— begin —
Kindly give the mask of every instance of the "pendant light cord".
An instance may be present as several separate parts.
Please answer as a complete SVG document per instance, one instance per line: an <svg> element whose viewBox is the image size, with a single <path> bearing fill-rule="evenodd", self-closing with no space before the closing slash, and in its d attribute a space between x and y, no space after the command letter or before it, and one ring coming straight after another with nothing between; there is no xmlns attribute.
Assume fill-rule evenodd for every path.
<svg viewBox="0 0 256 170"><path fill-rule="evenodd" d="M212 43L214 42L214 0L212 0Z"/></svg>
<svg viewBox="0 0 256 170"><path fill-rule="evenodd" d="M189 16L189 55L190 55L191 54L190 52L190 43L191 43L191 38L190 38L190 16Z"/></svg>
— end —
The task: Render the listing above as a two-column CSV with the header row instruction,output. Give one row per request, with its text and its answer each in a single quoted field and line breaks replaced by spaces.

Exercise result:
instruction,output
"Kindly give the mask of every instance of the ""pendant light cord"". An instance may be present as several separate parts. Please answer as a complete SVG document per instance, one instance per line: an <svg> element whose viewBox is the image size, with a single <path> bearing fill-rule=""evenodd"", self-closing with no space before the closing slash, and in its d attribute a space between x and y, no space after the command letter or before it, and one ring coming straight after another with nothing between; there is no xmlns attribute. Assume fill-rule evenodd for every path.","<svg viewBox=""0 0 256 170""><path fill-rule=""evenodd"" d=""M212 43L214 42L214 0L212 0Z""/></svg> <svg viewBox=""0 0 256 170""><path fill-rule=""evenodd"" d=""M189 16L189 55L190 55L191 54L190 52L190 43L191 43L191 38L190 38L190 16Z""/></svg>"